Excerpted passage:

Old Friends, New Design
Cracking the code for the refurbishing and outfitting of a historic Cumberland home
In 2007 a Cumberland couple was visiting the Inn at Ocean’s Edge in Lincolnville. Waiting for their restaurant table, they wandered about, checking out the grounds and admiring the transitional style of the decor, how the neutrals and blues flowed from space to space. “I love everything about this place,” the wife of the pair said to the bartender when they returned to the downstairs bar. “Who designed it?”
The answer? Brett Johnson of Maine Street Design Company.
“I went to high school with him!” the homeowner enthused. But it was more than that. She’d once had a summer job in the women’s clothing section of the Works, a Brunswick shop that Johnson used to manage. The two had even modeled together for store ads. Given her admiration for the inn, the homeowner wanted to work with Johnson again, this time on the John Calvin Stevens carriage house that she and her husband had bought in 1996. At the time of the purchase, the structure looked like a house, but pictures from the turn of the century suggest it originally consisted of a hayloft, carriage stall, and stablemen’s quarters. When Johnson and the homeowner reconnected, the repairing and outfitting of the home had been going on for years, starting back when the roofs were so leaky that she hooked tarps to the ceiling, one of which had a hole cut into it to let the rainwater drain into a Rubbermaid container on the floor. Johnson saw the family through subsequent renovations, the most recent of which was a collaboration that pulled in designer Travis Kinney of Gulfshore Design in Scarborough and builder Tyson Abbott of Wright-Ryan in Portland.

Directive: Retype the Cumberland carriage house article from "Old Friends, New" to "Street Design Company.", word for word.

Supplied information:
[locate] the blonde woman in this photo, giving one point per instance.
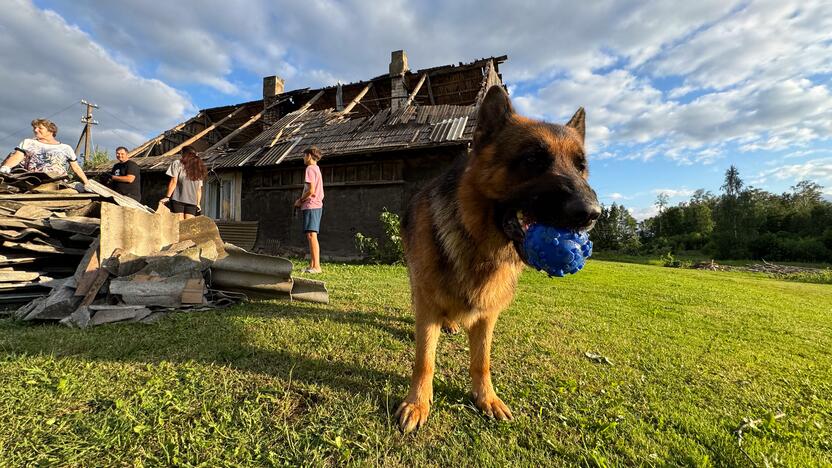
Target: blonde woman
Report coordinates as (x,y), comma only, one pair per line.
(44,153)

Reply:
Old Friends, New Design
Cracking the code for the refurbishing and outfitting of a historic Cumberland home
In 2007 a Cumberland couple was visiting the Inn at Ocean’s Edge in Lincolnville. Waiting for their restaurant table, they wandered about, checking out the grounds and admiring the transitional style of the decor, how the neutrals and blues flowed from space to space. “I love everything about this place,” the wife of the pair said to the bartender when they returned to the downstairs bar. “Who designed it?”
The answer? Brett Johnson of Maine Street Design Company.